[WHAT YOU SHOULD DO] Restate all of the data below word for word.

BEGIN

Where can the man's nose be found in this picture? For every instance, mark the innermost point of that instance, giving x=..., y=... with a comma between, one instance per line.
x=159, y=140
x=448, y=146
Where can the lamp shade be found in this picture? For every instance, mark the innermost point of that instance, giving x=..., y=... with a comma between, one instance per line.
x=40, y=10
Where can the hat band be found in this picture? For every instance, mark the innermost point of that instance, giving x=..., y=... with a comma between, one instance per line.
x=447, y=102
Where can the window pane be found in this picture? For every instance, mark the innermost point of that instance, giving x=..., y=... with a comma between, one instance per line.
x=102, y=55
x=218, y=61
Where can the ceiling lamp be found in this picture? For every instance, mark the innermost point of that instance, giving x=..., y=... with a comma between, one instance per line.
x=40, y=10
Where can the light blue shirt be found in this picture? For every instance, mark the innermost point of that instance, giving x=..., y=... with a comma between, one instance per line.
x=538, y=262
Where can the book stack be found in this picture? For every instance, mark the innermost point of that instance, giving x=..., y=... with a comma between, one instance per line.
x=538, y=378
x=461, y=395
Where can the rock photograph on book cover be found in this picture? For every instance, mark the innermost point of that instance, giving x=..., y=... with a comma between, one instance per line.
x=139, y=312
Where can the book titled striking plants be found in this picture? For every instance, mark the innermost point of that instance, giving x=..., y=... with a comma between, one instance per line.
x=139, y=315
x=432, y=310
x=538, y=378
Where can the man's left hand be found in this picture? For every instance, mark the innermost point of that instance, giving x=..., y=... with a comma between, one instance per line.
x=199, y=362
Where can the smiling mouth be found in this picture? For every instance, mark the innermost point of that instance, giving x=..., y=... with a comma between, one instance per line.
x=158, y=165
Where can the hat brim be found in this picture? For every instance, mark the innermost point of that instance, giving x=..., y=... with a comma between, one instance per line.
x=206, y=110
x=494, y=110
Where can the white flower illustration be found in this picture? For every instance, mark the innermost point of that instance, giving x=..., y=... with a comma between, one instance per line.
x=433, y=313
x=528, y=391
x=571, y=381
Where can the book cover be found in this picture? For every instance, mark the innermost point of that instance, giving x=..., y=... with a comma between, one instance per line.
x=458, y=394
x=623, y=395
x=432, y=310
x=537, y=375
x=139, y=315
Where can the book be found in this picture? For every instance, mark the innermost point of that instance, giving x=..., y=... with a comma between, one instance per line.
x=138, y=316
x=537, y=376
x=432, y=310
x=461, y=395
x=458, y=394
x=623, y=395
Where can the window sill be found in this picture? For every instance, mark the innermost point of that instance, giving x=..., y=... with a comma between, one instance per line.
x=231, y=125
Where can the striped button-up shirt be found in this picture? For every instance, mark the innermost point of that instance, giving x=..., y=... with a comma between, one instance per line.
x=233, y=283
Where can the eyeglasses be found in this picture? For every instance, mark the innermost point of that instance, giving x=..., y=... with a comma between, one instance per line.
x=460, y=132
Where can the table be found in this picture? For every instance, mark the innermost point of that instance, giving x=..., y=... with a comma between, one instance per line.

END

[WRITTEN SOLUTION]
Where can the man's nose be found in this picture? For every instance, mark the innermost point of that instance, giving x=..., y=... with a comma between, one instance per line.
x=159, y=140
x=448, y=146
Where can the lamp shade be found in this picture? For every instance, mark the innermost point of that instance, giving x=..., y=... with a comma between, one instance per line.
x=40, y=10
Where can the hat band be found in this picture? For every instance, mark the innermost point of that instance, giving x=..., y=... with a comma between, one instance per line.
x=447, y=102
Where can the window pane be found in this picture? For every instance, mark the innermost point of that instance, giving x=..., y=... with a comma between, one instance per line.
x=102, y=55
x=218, y=61
Where can the ceiling lamp be found in this picture? For every instance, mark the innermost point of that instance, giving x=..., y=... with a comma between, one instance per line.
x=40, y=10
Where can the light blue shirt be found in this picture? For every instance, mark the innermost point of that instance, giving x=..., y=... with a comma between, one instance per line.
x=538, y=262
Where can the book stack be found in this picture? For every instance, mark the innermost point of that instance, giving x=..., y=... with a comma between, one instance per line.
x=538, y=378
x=461, y=395
Where can the rock photograph on book cover be found in this picture? For every instance, mark the innermost point of that instance, giving x=..., y=... with a comma between, one instance per line.
x=139, y=312
Where can the book titled striking plants be found in this picture? For every instance, mark the innermost point of that instance, giving x=..., y=... with a comma between, one instance per line.
x=139, y=315
x=432, y=310
x=538, y=378
Where can the man's left hand be found in this picture? For every instance, mark the innermost point of that instance, giving x=..., y=... with a comma between, one instance per line.
x=199, y=362
Where can the smiling mouth be found in this picture? For every instance, mark the innermost point of that instance, giving x=..., y=... with a comma between, one instance per line.
x=158, y=165
Where can the hat brim be found in this picture? For every instance, mark the innermost point of that instance, giving x=..., y=... with a comma between, one instance per line.
x=206, y=110
x=494, y=110
Where can the white flower illustration be found in this picture? For every instance, mark the innermost point of that instance, giving x=..., y=... with a comma between, one instance per line.
x=433, y=313
x=528, y=391
x=571, y=381
Where can the book cover be found in this picture? For every instance, mark the innermost point of that instance, giving x=..., y=... with a comma between, one instance per line.
x=458, y=394
x=623, y=395
x=432, y=310
x=537, y=375
x=139, y=315
Where can the book be found in this picture? For every instance, mark the innermost point of that instance, giving x=..., y=... with a comma between, one instance per line.
x=138, y=316
x=537, y=376
x=432, y=310
x=461, y=395
x=458, y=394
x=623, y=395
Where can the window sill be found in this picture? For every instance, mark the innermost point of that instance, giving x=..., y=... with a comma between, one instance per line.
x=231, y=125
Where can the striped button-up shirt be found in this picture? For every instance, mark the innermost point of that instance, giving x=..., y=... with a comma between, one instance per line.
x=233, y=283
Where can the eyeglasses be found in this picture? For every instance, mark the innermost point of that instance, giving x=..., y=... with a comma between, one instance per line.
x=460, y=132
Where can the table be found in this picture? For every instance, mark the innermost point of that instance, giving x=..., y=... with a comma between, one instance per line.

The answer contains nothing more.